## Exercise tasks
a – In the article about Isaac Samson's disappearance, rewrite the text starting at "No One Helped" and ending at "to the case.", changing "hearing" to "session".
b – According to the article about Isaac Samson's disappearance, what organization ran Good Samaritan Hospital?
c – Using the article about Isaac Samson's disappearance, explain why the attackers took two hospital employees from the van.

## Selected text
No One Helped
By Ali Arqam | News & Politics | Published 9 years ago
It has been three years since Yaqub Masih first started going to the courts to pursue the case of his missing son. Young Isaac Samson, a 27-year-old staffer of Good Samaritan Hospital run by a Korean NGO, Agape Medical Service, had gone missing in February 2012 in what is believed to be a kidnapping case. At the last hearing, on May 31, 2015, the court once again reminded the Karachi Police’s crime branch of their duty to locate Samson’s whereabouts. Once again, the court was informed that a new investigation officer had been assigned to the case.
“Half-a-dozen investigation officers have come and gone during these three years but no one has managed to make any progress,” says Yaqub Masih.
Police officials have thus far managed to piece together the following story: the kidnapping took place when armed militants intercepted a van carrying hospital staff. The attackers actually wanted to kidnap Korean nationals working in the hospital, but when they didn’t find any of them there, they took away two employees, both Christians, with the aim of demanding ransom money from the Korean organisation running the hospital.
“One of the captives, Indrias Javed, managed to flee by jumping off the truck carrying the two men outside Karachi. But Samson has been taken away to some unknown place,” claims a police officer associated with the case.
It might seem that this is just another case trapped between police apathy and want of evidence, but it isn’t the only unresolved mystery related to the beleaguered Christian community.
The wounds of Rimpa Plaza, too, remain fresh. In September 2002, seven employees of Idara Amn-o-Insaaf, a Christian community-based organisation housed in Rimpa Plaza, were shot in the head. Just three months before that, Edwin Noon, the chairman of the organisation, was gagged and poisoned. Edwin’s wife, Sara Edwin Noon, took over as chairperson but had to flee the country after receiving multiple threats. The organisation had to halt the social work it had been doing for decades in the face of this clear and present danger. Other Christian charity groups had to follow suit and curtail their activities.

## Given entries

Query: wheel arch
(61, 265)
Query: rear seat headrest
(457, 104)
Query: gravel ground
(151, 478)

## Answers per task
a –
No One Helped
By Ali Arqam | News & Politics | Published 9 years ago
It has been three years since Yaqub Masih first started going to the courts to pursue the case of his missing son. Young Isaac Samson, a 27-year-old staffer of Good Samaritan Hospital run by a Korean NGO, Agape Medical Service, had gone missing in February 2012 in what is believed to be a kidnapping case. At the last session, on May 31, 2015, the court once again reminded the Karachi Police’s crime branch of their duty to locate Samson’s whereabouts. Once again, the court was informed that a new investigation officer had been assigned to the case.

b – A Korean NGO, Agape Medical Service.

c – The attackers wanted to kidnap Korean nationals working at the hospital, but they found none in the van. So they took two Christian employees instead and planned to demand ransom money from the Korean organization running the hospital.